## Given entries

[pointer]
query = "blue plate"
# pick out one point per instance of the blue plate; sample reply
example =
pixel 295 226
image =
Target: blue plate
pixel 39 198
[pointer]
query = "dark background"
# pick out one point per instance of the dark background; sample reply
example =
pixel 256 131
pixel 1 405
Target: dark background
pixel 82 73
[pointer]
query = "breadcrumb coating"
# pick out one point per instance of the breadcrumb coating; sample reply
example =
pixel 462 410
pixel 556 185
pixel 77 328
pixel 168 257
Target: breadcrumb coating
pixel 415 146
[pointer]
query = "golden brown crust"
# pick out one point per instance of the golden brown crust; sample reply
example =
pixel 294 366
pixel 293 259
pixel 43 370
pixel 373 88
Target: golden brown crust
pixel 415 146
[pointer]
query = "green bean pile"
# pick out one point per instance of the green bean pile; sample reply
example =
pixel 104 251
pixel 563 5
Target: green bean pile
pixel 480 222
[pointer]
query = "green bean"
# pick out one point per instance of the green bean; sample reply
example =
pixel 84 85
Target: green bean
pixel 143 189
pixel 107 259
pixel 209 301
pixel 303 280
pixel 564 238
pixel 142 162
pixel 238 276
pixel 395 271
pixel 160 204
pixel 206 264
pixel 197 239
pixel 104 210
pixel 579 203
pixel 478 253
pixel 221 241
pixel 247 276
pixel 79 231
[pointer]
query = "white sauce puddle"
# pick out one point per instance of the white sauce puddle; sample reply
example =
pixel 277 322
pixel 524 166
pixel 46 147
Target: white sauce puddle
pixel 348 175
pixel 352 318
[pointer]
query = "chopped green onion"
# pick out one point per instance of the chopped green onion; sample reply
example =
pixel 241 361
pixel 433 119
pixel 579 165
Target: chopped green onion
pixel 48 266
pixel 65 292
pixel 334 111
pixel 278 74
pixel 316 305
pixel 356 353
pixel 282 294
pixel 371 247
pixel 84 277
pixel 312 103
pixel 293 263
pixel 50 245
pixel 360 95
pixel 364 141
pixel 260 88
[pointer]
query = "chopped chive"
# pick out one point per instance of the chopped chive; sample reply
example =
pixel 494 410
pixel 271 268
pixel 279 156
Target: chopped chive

---

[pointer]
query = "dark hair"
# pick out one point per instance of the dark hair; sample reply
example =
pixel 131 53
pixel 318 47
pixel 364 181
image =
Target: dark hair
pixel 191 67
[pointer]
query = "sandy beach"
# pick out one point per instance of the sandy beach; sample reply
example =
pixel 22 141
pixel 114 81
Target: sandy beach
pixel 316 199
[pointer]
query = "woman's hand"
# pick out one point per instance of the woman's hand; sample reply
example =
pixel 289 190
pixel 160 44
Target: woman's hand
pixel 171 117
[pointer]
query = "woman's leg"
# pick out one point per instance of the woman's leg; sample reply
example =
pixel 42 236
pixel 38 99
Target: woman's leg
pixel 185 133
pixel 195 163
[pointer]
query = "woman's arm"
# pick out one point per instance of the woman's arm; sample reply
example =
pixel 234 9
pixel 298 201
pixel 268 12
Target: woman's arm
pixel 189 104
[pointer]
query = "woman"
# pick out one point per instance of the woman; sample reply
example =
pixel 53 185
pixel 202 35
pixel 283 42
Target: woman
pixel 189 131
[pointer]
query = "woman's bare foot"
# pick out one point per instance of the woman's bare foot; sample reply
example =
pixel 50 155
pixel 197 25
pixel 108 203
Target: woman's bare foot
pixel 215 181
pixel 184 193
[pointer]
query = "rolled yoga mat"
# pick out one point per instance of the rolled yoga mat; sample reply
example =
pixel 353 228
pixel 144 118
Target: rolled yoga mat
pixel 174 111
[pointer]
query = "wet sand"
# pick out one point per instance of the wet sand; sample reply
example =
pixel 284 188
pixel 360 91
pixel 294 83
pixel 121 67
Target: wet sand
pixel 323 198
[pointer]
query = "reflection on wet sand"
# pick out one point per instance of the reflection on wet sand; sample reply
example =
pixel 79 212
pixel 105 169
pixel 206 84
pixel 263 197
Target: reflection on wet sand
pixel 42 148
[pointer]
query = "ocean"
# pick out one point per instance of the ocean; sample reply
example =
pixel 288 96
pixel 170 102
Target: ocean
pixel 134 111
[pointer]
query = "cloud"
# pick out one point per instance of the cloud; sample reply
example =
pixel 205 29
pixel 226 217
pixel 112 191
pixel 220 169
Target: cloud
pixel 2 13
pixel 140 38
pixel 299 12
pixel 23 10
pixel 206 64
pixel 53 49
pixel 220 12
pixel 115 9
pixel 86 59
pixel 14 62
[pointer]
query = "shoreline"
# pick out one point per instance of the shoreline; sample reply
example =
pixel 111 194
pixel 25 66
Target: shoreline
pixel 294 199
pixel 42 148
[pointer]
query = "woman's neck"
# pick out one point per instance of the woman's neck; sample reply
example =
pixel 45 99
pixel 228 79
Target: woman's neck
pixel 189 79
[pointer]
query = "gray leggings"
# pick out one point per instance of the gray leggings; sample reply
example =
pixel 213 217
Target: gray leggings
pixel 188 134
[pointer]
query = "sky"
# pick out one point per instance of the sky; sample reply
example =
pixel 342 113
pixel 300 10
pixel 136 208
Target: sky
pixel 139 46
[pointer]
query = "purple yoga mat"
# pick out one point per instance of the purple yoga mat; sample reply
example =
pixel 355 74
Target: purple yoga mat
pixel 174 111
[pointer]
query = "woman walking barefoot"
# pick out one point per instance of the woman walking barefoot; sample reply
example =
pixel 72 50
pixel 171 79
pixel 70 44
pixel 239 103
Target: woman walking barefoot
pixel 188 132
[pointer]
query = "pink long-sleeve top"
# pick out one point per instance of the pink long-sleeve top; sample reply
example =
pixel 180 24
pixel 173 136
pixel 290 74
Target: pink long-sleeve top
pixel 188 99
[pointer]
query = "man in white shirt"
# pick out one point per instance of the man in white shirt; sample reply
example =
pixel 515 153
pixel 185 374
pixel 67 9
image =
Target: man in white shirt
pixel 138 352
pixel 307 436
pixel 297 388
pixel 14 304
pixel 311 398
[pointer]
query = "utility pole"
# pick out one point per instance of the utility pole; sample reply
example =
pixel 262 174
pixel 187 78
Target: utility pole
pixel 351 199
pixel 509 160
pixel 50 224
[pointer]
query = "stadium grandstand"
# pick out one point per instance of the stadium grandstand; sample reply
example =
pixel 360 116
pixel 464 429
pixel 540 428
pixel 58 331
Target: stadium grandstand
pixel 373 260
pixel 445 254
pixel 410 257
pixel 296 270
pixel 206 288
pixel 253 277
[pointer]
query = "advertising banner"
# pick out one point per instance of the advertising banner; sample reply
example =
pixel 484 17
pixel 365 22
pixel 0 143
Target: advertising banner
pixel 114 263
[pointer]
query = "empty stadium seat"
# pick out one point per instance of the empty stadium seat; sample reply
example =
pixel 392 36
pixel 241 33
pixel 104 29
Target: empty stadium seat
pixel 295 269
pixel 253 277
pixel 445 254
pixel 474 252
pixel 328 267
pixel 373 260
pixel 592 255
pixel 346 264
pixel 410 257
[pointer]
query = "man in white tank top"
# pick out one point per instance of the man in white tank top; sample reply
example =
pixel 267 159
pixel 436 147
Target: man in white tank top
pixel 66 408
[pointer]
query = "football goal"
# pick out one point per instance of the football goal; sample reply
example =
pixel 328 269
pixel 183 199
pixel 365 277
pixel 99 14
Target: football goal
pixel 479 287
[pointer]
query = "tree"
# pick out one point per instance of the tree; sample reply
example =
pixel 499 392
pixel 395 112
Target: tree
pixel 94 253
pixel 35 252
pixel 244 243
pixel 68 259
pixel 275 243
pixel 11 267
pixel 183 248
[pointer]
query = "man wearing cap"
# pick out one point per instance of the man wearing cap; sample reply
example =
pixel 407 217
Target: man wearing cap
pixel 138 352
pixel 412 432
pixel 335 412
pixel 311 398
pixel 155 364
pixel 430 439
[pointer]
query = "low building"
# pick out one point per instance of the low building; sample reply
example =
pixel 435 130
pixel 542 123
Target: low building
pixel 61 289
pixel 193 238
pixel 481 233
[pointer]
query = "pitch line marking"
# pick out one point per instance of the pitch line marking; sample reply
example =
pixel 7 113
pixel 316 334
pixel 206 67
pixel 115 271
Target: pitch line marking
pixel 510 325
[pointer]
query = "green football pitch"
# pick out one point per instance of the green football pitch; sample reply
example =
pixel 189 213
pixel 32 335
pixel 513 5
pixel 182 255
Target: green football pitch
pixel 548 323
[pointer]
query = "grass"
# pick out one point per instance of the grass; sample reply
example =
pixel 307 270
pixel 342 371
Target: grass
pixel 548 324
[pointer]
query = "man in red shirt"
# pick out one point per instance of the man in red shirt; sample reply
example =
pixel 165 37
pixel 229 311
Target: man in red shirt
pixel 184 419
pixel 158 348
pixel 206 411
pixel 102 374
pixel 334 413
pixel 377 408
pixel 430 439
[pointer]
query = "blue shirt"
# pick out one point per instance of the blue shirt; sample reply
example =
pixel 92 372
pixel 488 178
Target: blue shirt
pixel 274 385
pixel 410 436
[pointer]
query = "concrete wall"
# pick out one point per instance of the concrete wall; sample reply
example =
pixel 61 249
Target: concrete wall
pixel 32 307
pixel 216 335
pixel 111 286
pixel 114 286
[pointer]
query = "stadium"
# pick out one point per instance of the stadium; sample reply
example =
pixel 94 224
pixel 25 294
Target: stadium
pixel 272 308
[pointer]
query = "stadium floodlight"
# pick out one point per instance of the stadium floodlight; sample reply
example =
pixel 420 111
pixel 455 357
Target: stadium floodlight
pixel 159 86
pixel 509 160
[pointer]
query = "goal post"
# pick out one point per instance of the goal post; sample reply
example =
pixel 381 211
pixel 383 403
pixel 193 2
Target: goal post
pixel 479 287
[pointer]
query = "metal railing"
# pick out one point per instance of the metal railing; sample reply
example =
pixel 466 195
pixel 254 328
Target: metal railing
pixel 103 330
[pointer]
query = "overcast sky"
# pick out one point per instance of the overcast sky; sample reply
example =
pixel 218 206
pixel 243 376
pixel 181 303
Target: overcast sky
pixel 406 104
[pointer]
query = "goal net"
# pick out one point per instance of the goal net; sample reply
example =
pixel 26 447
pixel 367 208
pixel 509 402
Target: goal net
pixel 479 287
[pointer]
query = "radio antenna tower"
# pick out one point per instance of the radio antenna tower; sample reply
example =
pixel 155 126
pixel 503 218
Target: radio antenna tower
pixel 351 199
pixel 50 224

==

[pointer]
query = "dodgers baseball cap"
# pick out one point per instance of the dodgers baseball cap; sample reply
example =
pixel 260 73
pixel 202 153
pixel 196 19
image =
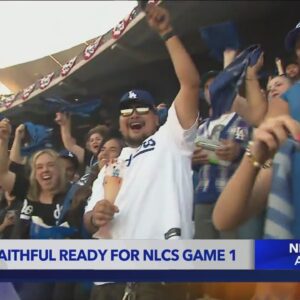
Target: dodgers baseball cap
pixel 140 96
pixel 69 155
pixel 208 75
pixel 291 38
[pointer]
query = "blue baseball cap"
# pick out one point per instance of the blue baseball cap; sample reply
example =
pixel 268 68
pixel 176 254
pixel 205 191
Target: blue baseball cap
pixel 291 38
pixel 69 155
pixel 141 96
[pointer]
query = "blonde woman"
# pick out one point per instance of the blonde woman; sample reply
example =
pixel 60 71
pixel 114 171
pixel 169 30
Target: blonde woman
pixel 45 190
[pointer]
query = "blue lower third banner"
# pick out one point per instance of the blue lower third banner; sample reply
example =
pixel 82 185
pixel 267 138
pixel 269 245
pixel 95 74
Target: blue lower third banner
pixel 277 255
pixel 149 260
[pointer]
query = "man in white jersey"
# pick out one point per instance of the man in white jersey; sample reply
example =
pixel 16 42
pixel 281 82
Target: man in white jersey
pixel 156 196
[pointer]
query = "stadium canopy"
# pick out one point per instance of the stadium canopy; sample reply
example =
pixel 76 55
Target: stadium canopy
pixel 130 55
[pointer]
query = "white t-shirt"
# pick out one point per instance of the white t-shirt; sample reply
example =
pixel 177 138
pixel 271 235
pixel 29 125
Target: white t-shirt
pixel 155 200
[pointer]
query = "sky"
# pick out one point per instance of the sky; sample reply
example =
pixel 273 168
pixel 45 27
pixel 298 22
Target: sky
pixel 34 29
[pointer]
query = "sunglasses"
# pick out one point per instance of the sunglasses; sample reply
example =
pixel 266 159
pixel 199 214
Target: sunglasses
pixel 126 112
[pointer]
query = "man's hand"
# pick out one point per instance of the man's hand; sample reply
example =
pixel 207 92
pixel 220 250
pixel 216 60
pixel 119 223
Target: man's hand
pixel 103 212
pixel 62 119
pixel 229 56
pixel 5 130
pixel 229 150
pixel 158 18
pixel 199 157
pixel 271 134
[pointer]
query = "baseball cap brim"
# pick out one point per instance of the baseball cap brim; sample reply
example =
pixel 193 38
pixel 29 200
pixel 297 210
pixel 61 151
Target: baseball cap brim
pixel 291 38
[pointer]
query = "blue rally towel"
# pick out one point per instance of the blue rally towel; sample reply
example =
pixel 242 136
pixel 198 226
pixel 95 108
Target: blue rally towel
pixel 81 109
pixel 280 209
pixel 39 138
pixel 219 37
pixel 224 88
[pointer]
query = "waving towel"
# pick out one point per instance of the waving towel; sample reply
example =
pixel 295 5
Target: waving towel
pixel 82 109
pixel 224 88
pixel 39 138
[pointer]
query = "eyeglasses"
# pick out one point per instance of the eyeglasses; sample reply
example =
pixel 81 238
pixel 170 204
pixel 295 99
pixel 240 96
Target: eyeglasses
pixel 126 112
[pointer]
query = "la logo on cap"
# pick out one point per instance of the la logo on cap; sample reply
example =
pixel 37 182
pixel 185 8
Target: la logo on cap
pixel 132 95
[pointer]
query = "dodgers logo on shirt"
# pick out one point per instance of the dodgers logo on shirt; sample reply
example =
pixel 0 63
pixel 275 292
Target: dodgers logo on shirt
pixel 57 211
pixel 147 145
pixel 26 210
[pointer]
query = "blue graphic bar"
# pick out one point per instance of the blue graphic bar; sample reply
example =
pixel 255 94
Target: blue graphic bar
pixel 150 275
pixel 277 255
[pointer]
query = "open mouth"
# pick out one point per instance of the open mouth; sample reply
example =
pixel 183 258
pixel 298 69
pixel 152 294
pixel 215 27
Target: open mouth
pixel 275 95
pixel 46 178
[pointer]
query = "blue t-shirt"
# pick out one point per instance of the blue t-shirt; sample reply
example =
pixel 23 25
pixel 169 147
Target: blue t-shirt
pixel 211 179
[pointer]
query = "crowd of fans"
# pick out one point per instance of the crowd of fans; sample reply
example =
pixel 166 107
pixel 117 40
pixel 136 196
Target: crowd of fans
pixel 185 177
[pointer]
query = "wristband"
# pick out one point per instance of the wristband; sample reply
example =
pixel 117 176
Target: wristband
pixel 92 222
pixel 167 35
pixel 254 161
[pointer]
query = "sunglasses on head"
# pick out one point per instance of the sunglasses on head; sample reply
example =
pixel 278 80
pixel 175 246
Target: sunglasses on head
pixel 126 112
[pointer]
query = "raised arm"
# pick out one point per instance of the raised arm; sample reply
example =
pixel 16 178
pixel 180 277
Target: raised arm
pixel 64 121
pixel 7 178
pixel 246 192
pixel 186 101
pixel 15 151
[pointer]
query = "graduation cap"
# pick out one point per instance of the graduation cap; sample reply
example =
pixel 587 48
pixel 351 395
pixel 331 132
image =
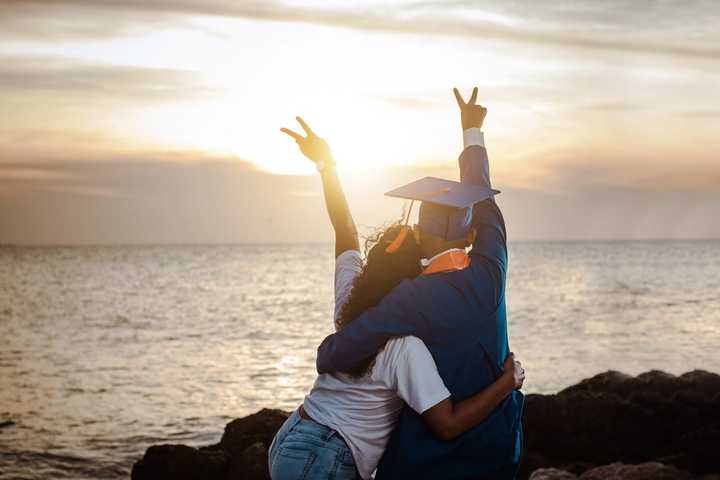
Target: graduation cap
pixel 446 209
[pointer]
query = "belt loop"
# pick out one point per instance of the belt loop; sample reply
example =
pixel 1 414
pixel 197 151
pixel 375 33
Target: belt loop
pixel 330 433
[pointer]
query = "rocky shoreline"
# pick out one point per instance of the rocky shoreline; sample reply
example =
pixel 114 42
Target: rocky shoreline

## Task directions
Beginning with the line containing "pixel 119 223" in the material above, copy every line exactly until you have copied the line containing "pixel 183 258".

## Solution to this problem
pixel 119 223
Target: man's hand
pixel 103 212
pixel 62 119
pixel 229 56
pixel 5 130
pixel 229 150
pixel 158 18
pixel 199 157
pixel 271 134
[pointer]
query = "baseball cap brim"
# pick out one point per instance of the baseball cap brim; sample reply
example =
pixel 193 38
pixel 29 200
pixel 297 210
pixel 61 151
Target: baseball cap brim
pixel 291 38
[pointer]
query = "blue rally towel"
# pick out one point per instance of the blue rally towel; sample reply
example =
pixel 242 136
pixel 198 226
pixel 95 108
Target: blue rally towel
pixel 81 109
pixel 280 209
pixel 39 138
pixel 219 37
pixel 224 88
[pointer]
query = "waving towel"
# pick out one point per instance of the waving towel; sample reply
example =
pixel 295 5
Target: waving towel
pixel 82 109
pixel 224 88
pixel 39 138
[pointer]
query = "eyeglasses"
# pick out one point per instance of the eyeglasses; sample reply
example =
pixel 81 238
pixel 170 204
pixel 295 99
pixel 240 96
Target: eyeglasses
pixel 126 112
[pointer]
query = "la logo on cap"
# pick out one point per instance of the la logo on cap; sample reply
example =
pixel 37 182
pixel 185 8
Target: la logo on cap
pixel 132 95
[pointer]
query = "dodgers logo on shirt"
# pick out one point per instance of the dodgers logo on shirt; sample reply
example =
pixel 0 63
pixel 275 292
Target: dodgers logo on shirt
pixel 57 211
pixel 147 145
pixel 26 210
[pointer]
query = "blue graphic bar"
# pick out one point per instance of the blue graphic bar; sample reply
example =
pixel 255 94
Target: blue graphic bar
pixel 150 275
pixel 277 255
[pointer]
query = "open mouth"
# pick out one point per instance of the open mouth; sample reply
example =
pixel 183 258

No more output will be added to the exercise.